» Source
....

10 Big Pieces: Bogost, Persuasive Games
Persuasive Games: The Expressive Power of Videogames
Ian Bogost
The MIT Press, Cambridge MA 2009
Summary
Bogost takes as his subject matter “procedural rhetorics,” “the art of persuasion through rule-based representations and interactions rather than the spoken word, writing, imagies or moving pictures” Videogames thus have a “unique persuasive power,” not, as the Serious Games movement would have it, “equivalent to the content of video games,” but rather “this power lies in the very way videogames mount claims through procedural rhetoric.” Also contrary to the Serious Games movement, which he says “sought to create videogames to support existing social and cultural positions,” videogames “can disrupt and change fundamental attitudes and beliefs about the world, leading to potentially significant long-term social change.” (ix)
Bogost claims that because “computers function procedurally, they are particularly adept at representing real or imagined systems that themselves function in some particular way – thiat is, operate according to a set of processes. The computer magnifies the ability to create representations of processes.” (5) Procedural representation, then “explains processes with other processes… rather than language.” (9)
Citing Sid Meier’s definition of gameplay as “a series of interesting choices,” Bogost observes that “[i]nteresting choices do not necessarily entail all possible choices in a given situation; rather, choices are selectively included and excluded in a procedural representation to produce a desired expressive end.” (45) Thus, “meaning in videogames is constructed not through a re-creation of the world, but through selectively modeling appropriate elements of that world…. some subset of a source system, in order to draw attention to that portion as the subset of the representation. Interactivity follows suit: the total number and credibility of user actions is not necessarily important; rather, the relevance of the interaction in the context of the representational goals of the system is paramount.” (45-6)
Bogost, in discussing a game called Antiwargame, observes that “[i]f procedural rhetorics function by operationalizing claims about how things work, then videogames can also make claims about how things don’t work.” (85) By exposing the procedural logic of political systems, procedural rhetorics “articulate the way political structures organize their daily practice; they describe the way a system ‘thinks’ before it thinks about anything in particular.” (90)

....

» Direction
Using the summary of Bogost's Persuasive Games, explain in one to three sentences why computers are especially good at representing real or imagined systems.

» Given information
....

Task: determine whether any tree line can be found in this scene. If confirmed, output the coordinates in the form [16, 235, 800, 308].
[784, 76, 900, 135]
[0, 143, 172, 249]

....

» Solution
Computers function procedurally, so they are well suited to representing systems that also work in a particular way by following a set of processes. In this way the computer magnifies the ability to create representations of processes.